Objective: Copy out every line of the data below without changing anything.

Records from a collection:
════

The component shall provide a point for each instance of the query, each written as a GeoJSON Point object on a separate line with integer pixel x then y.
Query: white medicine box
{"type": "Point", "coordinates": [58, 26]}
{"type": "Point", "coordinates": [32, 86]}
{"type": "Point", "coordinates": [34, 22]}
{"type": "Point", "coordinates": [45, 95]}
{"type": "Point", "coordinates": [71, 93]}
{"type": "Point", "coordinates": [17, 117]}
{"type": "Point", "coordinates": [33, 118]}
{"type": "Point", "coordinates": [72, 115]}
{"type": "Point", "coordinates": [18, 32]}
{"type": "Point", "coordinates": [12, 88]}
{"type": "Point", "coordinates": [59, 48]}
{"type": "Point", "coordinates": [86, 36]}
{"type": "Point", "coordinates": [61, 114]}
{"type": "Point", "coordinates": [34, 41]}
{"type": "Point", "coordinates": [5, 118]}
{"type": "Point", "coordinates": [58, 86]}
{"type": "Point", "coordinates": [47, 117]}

════

Solution to this exercise:
The component shall provide a point for each instance of the query, each written as a GeoJSON Point object on a separate line with integer pixel x then y.
Query: white medicine box
{"type": "Point", "coordinates": [58, 26]}
{"type": "Point", "coordinates": [32, 86]}
{"type": "Point", "coordinates": [34, 22]}
{"type": "Point", "coordinates": [45, 95]}
{"type": "Point", "coordinates": [71, 93]}
{"type": "Point", "coordinates": [17, 117]}
{"type": "Point", "coordinates": [33, 118]}
{"type": "Point", "coordinates": [72, 115]}
{"type": "Point", "coordinates": [18, 32]}
{"type": "Point", "coordinates": [12, 88]}
{"type": "Point", "coordinates": [59, 48]}
{"type": "Point", "coordinates": [86, 36]}
{"type": "Point", "coordinates": [61, 114]}
{"type": "Point", "coordinates": [34, 41]}
{"type": "Point", "coordinates": [5, 118]}
{"type": "Point", "coordinates": [58, 86]}
{"type": "Point", "coordinates": [47, 117]}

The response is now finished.